--- Provided text ---
>>>>
Container Lifecycle

Understand how containers move through different states and how Docker manages container lifecycle behavior internally.

Containers are not permanent machines.

They are temporary runtime environments that move through different states during their existence.

Understanding container lifecycle behavior is extremely important because modern container infrastructure depends heavily on:

  • starting containers
  • stopping containers
  • replacing containers
  • recreating containers
  • automating container management

Without understanding lifecycle behavior, many Docker operations can feel confusing.


High-Level Lifecycle

A container typically moves through several states:

Created
Running
Stopped
Removed

This lifecycle is one of the core Docker concepts.

Containers are designed to be:

temporary and replaceable

not permanent systems.


Container Creation

A container starts with creation.

For example:

docker create nginx

This command creates the container structure internally but does not start it.

At this stage Docker prepares:

  • writable container layer
  • networking configuration
  • metadata
  • runtime settings

The container now exists but is inactive.


Starting a Container

To start the container:

docker start <container>

Docker launches the container’s main process.

The container now enters the:

Running

state.

For example:

Image
Created Container
Running Container

Running State

When a container is running:

  • its main process is active
  • networking is available
  • logs are generated
  • filesystem changes can occur

Example:

docker ps

shows currently running containers.

This state is where the application actually performs work.


The Main Process Concept

One of Docker’s most important concepts is:

A container lives as long as its main process lives.

For example:

docker run ubuntu

may stop immediately because no long-running process exists.

But:

docker run nginx

keeps running because the Nginx server process stays active.
<<<<
--- Objective ---
Check each statement against the container lifecycle text. Answer yes or no for each one, and quote the words of the text that decide it.
1. Running docker create nginx starts the container immediately.
2. A container stays alive for as long as its main process does.
3. The docker ps command shows currently running containers.

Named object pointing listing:
>>>>
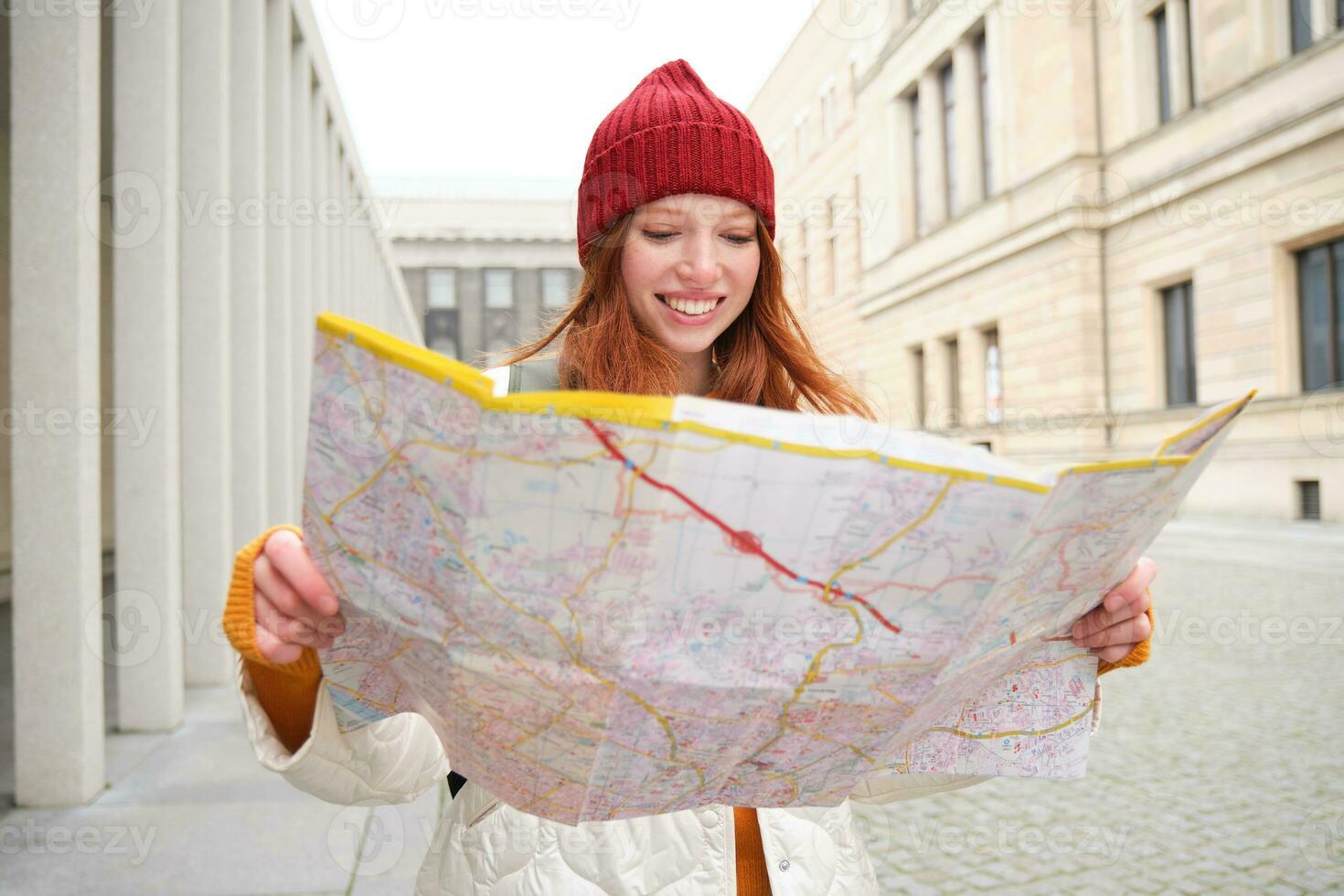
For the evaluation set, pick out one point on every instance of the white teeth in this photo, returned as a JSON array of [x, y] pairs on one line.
[[691, 306]]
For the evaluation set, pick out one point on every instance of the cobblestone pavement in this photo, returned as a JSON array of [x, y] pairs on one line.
[[1218, 766]]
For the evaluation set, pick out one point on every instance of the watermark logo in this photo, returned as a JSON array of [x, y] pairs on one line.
[[366, 420], [133, 208], [1090, 202], [123, 627], [366, 841], [1321, 421], [852, 19], [366, 19]]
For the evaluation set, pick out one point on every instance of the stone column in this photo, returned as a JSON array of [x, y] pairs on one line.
[[248, 269], [346, 268], [322, 229], [972, 366], [302, 226], [206, 465], [146, 371], [1178, 55], [965, 76], [1324, 17], [933, 177], [283, 493], [58, 709], [902, 131]]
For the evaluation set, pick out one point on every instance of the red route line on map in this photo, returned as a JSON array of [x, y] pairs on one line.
[[743, 541]]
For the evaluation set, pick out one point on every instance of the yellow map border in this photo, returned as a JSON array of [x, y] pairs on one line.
[[655, 411]]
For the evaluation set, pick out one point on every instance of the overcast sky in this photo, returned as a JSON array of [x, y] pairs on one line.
[[511, 91]]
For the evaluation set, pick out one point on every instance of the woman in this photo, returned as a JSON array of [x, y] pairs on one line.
[[682, 293]]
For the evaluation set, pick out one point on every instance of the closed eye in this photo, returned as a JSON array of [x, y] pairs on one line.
[[663, 235]]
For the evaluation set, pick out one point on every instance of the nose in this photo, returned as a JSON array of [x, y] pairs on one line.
[[700, 263]]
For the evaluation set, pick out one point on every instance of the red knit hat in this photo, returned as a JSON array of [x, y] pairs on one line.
[[671, 136]]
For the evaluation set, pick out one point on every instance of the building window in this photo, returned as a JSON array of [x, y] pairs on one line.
[[1308, 498], [441, 331], [917, 160], [1320, 292], [1179, 344], [858, 229], [986, 117], [555, 288], [499, 288], [828, 111], [953, 380], [917, 384], [994, 379], [443, 288], [1300, 25], [949, 136], [835, 248], [1164, 66], [806, 257]]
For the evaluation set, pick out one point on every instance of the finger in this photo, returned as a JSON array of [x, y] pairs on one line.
[[274, 650], [1126, 601], [1135, 584], [1113, 653], [285, 627], [268, 581], [291, 559], [1128, 632]]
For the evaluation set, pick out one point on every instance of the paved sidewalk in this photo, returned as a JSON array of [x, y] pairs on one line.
[[1217, 767]]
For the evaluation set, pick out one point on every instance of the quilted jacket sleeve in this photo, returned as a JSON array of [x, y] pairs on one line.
[[391, 761]]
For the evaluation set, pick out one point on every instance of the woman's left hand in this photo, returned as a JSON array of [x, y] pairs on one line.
[[1121, 623]]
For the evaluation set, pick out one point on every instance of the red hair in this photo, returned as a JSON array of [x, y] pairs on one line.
[[763, 357]]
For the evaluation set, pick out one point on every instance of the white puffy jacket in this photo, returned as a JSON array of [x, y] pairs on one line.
[[486, 847]]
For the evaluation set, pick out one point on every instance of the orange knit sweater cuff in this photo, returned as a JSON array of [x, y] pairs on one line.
[[286, 690]]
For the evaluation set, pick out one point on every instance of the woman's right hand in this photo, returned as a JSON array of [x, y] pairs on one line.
[[294, 606]]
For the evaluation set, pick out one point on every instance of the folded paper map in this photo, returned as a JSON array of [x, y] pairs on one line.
[[613, 606]]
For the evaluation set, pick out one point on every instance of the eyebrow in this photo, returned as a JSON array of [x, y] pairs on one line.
[[745, 214]]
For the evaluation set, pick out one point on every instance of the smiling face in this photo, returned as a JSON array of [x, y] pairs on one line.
[[689, 265]]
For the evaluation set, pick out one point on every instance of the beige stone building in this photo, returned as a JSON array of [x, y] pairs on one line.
[[180, 195], [1060, 228], [486, 265]]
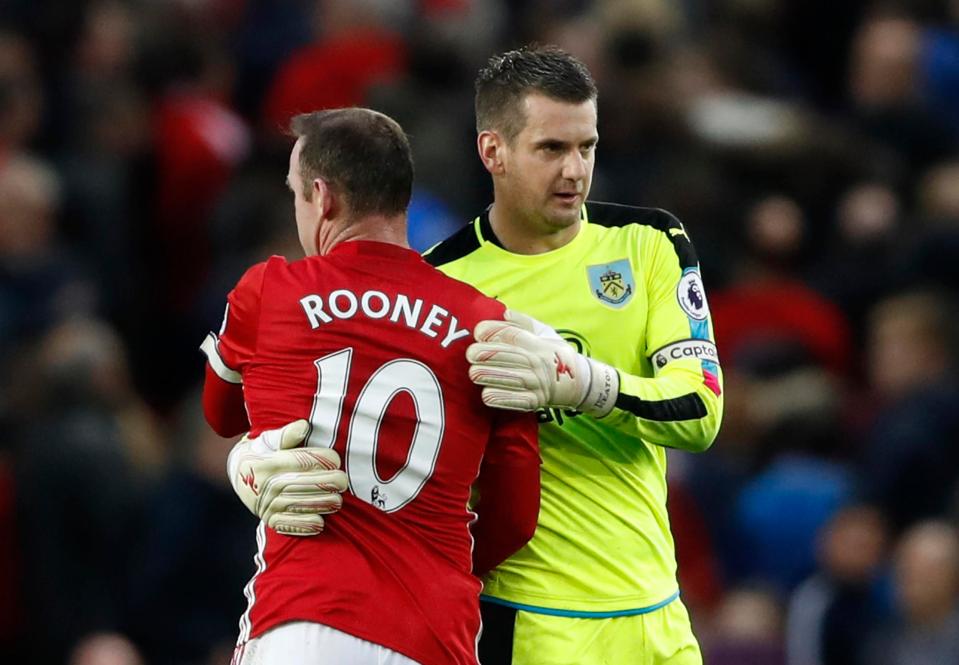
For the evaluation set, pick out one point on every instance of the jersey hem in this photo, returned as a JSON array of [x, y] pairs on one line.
<<<<
--- Answer to the task ---
1. No: "This command creates the container structure internally but does not start it."
2. Yes: "A container lives as long as its main process lives."
3. Yes: "docker ps shows currently running containers."